* EXERCISE INPUTS

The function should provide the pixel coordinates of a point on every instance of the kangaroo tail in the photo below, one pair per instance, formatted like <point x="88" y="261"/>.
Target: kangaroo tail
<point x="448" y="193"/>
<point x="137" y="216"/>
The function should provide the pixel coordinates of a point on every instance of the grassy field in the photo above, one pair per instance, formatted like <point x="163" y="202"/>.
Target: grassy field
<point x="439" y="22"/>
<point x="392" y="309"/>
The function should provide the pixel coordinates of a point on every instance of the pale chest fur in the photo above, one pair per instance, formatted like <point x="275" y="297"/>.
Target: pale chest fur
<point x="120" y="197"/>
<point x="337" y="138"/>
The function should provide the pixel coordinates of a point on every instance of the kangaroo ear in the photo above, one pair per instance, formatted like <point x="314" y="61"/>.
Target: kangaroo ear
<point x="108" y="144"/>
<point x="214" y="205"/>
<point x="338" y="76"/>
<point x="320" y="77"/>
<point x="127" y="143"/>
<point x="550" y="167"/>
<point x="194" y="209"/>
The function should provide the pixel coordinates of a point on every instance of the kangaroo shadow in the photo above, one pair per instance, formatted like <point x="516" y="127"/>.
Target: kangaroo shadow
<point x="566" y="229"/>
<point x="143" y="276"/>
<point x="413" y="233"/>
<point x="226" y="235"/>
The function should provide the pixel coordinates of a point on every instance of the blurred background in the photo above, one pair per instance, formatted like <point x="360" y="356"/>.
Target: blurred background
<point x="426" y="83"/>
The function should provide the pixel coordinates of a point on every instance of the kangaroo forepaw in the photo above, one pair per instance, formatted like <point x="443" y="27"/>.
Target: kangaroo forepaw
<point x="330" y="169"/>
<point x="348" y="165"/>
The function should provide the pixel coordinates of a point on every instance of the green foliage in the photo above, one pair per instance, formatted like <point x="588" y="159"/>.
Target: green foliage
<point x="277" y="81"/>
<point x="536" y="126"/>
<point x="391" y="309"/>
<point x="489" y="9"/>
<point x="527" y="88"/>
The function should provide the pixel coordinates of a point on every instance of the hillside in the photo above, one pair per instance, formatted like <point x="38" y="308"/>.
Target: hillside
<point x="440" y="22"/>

* EXERCISE GOAL
Write out the stretch of the records from the line containing "of the hillside" through the end of the records, requests included, shifting every x and y coordinate in the answers by -15.

* RESULT OF THE TASK
The function should provide the pixel coordinates of a point on every instance of the hillside in the photo above, one pair per instance, formatted like <point x="38" y="308"/>.
Target: hillside
<point x="425" y="7"/>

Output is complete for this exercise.